(Collection entries)
————

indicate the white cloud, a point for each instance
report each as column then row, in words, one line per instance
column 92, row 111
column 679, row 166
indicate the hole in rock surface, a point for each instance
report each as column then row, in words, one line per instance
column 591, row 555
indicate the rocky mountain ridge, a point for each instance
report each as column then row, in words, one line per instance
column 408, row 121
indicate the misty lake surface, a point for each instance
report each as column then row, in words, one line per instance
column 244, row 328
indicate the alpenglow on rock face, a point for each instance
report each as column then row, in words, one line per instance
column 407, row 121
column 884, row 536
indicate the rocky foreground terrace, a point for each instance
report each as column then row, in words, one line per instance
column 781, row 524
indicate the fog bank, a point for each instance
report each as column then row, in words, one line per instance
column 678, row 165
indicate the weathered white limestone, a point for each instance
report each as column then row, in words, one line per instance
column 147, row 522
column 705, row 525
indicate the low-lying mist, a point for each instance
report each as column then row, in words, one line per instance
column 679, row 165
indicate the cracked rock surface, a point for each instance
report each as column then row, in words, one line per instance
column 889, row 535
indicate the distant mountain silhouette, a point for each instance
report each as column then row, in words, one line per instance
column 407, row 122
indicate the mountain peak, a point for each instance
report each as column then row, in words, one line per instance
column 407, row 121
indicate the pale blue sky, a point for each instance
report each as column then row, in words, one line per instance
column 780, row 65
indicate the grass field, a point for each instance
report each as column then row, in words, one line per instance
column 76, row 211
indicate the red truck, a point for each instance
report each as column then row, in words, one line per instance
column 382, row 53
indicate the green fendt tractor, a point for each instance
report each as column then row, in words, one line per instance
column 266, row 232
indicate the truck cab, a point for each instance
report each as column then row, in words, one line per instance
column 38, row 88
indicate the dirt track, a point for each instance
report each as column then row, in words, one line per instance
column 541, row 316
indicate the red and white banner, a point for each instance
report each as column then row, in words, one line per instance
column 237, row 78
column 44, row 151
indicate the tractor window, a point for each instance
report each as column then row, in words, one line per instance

————

Set problem:
Copy every one of the records above word for word, keeping each line as it stands.

Solved exercise:
indicate the white cloud, a point for each instance
report each as column then row, in words, one line per instance
column 92, row 111
column 679, row 166
indicate the hole in rock surface, a point for each instance
report each as column then row, in words, one line per instance
column 591, row 555
indicate the rocky mountain ridge, a point for each instance
report each as column then row, in words, one line per instance
column 408, row 121
indicate the misty lake surface, a point for each instance
report each as column then row, in words, one line per instance
column 244, row 328
indicate the alpenglow on rock face, a point for each instance
report each as column then row, in words, one line per instance
column 407, row 121
column 884, row 536
indicate the rocky foreground terrace, a point for each instance
report each as column then row, in words, one line per instance
column 781, row 524
indicate the fog bank, a point for each instance
report each as column then row, in words, one line per instance
column 678, row 165
indicate the weathered white limestone, a point for each instance
report each as column then row, in words, one line per instance
column 147, row 522
column 705, row 525
indicate the low-lying mist, a point for each instance
report each as column then row, in words, one line per instance
column 679, row 165
indicate the cracked rock surface, a point for each instance
report each as column then row, in words, one line per instance
column 889, row 535
indicate the distant mountain silhouette, a point for each instance
report each as column then row, in words, one line per instance
column 407, row 122
indicate the mountain peak, a point for each instance
report each as column then row, in words, one line per instance
column 407, row 121
indicate the pale blue sky, a point for each instance
report each as column then row, in words, one line per instance
column 780, row 65
indicate the grass field, a point for each instance
report each as column then row, in words, one line per instance
column 76, row 211
indicate the red truck, a point for each instance
report each as column then row, in words, one line per instance
column 382, row 53
indicate the green fendt tractor, a point for each instance
report each as column then row, in words, one line per instance
column 266, row 232
indicate the truck cab, a point for each instance
report each as column then row, in words, one line per instance
column 38, row 88
indicate the dirt track, a point for each instance
report each as column then row, in words, one line per instance
column 541, row 316
indicate the red and white banner, a point for each instance
report each as column then row, in words, one line per instance
column 237, row 78
column 44, row 151
indicate the tractor window, a point for each instance
report each as column then row, in words, one line per instance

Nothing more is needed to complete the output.